_Problem_
Copy the records exactly. Include every line.

_Records from a data collection_
=-=-=-=-=

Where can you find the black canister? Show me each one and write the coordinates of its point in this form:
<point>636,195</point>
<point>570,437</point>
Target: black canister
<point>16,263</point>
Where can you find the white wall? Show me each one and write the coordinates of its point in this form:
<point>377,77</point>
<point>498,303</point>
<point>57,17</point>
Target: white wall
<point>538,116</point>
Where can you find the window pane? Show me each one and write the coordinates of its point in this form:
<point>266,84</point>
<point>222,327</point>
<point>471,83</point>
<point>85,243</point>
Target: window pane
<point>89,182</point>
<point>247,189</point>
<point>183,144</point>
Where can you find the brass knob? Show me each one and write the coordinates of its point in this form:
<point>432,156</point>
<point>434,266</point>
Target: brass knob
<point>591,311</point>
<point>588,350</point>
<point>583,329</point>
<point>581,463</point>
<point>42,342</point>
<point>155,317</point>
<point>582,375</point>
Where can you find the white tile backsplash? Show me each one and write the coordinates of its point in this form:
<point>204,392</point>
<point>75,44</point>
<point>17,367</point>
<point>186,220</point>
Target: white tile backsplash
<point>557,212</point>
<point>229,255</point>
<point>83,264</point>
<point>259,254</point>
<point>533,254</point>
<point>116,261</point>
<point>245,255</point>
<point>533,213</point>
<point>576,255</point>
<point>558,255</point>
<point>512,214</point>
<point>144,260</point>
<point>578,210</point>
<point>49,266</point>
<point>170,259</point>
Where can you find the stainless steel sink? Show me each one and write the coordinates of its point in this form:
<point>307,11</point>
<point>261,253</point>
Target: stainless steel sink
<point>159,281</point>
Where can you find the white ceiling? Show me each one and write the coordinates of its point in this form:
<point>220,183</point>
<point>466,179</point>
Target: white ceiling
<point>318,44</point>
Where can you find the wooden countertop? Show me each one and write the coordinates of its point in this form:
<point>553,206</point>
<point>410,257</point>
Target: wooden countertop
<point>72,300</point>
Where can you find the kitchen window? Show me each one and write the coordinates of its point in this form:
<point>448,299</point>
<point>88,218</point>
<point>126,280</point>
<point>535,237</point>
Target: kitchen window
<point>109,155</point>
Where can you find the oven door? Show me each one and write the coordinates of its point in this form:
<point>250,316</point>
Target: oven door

=-=-=-=-=

_Expected output_
Where can you find the black canister? Show me each one and write the coordinates of its point in this form:
<point>636,195</point>
<point>570,437</point>
Target: black canister
<point>16,263</point>
Where can you find the white wall? Show me each one and write the coordinates of its point in this form:
<point>377,77</point>
<point>498,303</point>
<point>57,17</point>
Target: white wall
<point>538,116</point>
Where can you find the window pane? Show me each one and write the coordinates of its point in this form:
<point>266,84</point>
<point>222,327</point>
<point>471,83</point>
<point>85,243</point>
Target: window pane
<point>89,182</point>
<point>247,189</point>
<point>183,144</point>
Where can you find the brass knob? Show me each one and write the coordinates of its point in this form:
<point>432,156</point>
<point>434,266</point>
Target: brass knob
<point>591,311</point>
<point>588,350</point>
<point>583,329</point>
<point>581,463</point>
<point>42,342</point>
<point>155,317</point>
<point>582,375</point>
Where can you find the white tile backsplash? Show me each one and write the coordinates of its point in this form:
<point>204,392</point>
<point>75,44</point>
<point>17,367</point>
<point>186,220</point>
Target: white tile backsplash
<point>557,212</point>
<point>229,255</point>
<point>83,264</point>
<point>259,254</point>
<point>533,254</point>
<point>116,261</point>
<point>245,255</point>
<point>533,213</point>
<point>576,255</point>
<point>558,255</point>
<point>512,214</point>
<point>144,260</point>
<point>578,210</point>
<point>49,266</point>
<point>170,259</point>
Where can you find the stainless steel sink? Show me each one and write the coordinates of its point in this form:
<point>307,11</point>
<point>261,253</point>
Target: stainless steel sink
<point>159,281</point>
Where can you find the white ceiling? Show me each one and write the coordinates of its point in this form:
<point>220,183</point>
<point>466,179</point>
Target: white ceiling
<point>318,44</point>
Where can you find the wooden countertop? Show me each one and write the coordinates of its point in this form:
<point>553,206</point>
<point>410,257</point>
Target: wooden countertop
<point>72,300</point>
Where can you find the kitchen window? Show me each one and write the coordinates of its point in this form:
<point>448,299</point>
<point>88,218</point>
<point>126,280</point>
<point>535,237</point>
Target: kitchen window
<point>109,155</point>
Where can you find the oven door? Show me each one and write the coordinates of its point in this form:
<point>250,316</point>
Target: oven door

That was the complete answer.